— Provided records —
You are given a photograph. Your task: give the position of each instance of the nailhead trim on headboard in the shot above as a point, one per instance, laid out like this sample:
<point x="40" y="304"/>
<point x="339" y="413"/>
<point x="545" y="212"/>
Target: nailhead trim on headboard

* * *

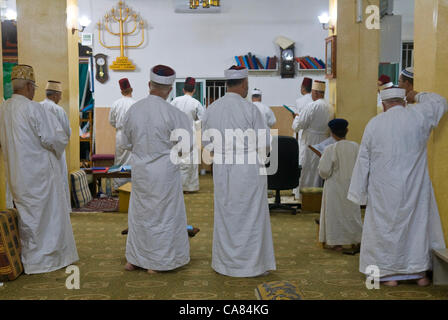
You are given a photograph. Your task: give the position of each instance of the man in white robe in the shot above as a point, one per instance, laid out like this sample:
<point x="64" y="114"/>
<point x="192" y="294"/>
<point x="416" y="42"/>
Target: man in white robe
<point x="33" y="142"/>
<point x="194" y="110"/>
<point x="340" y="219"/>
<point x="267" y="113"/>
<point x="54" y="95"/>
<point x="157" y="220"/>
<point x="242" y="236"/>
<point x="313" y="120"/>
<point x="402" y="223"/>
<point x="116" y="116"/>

...

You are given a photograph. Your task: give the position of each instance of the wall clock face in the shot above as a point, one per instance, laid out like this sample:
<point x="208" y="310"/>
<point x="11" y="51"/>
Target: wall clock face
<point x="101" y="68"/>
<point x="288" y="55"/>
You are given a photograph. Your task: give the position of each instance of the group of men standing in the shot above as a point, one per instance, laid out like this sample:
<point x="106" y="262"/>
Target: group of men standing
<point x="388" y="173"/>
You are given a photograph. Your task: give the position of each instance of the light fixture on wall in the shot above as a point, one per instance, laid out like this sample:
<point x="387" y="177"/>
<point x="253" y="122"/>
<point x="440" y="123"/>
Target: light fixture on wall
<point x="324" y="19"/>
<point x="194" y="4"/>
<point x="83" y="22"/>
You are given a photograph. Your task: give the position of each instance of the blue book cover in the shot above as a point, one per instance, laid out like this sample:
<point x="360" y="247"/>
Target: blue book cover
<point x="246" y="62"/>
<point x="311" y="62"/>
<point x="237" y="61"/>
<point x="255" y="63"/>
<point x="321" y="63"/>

— Assigned task —
The lines above from the one with "of the nailhead" through the one with "Target: nailhead trim on headboard" are to be duplicated exactly, ends included, with nothing added.

— Solved exercise —
You are given a photograph. Your task: give the position of each instance of the nailhead trim on headboard in the shot above as a point, one per instance, laid out like this sample:
<point x="40" y="304"/>
<point x="339" y="413"/>
<point x="545" y="212"/>
Target: nailhead trim on headboard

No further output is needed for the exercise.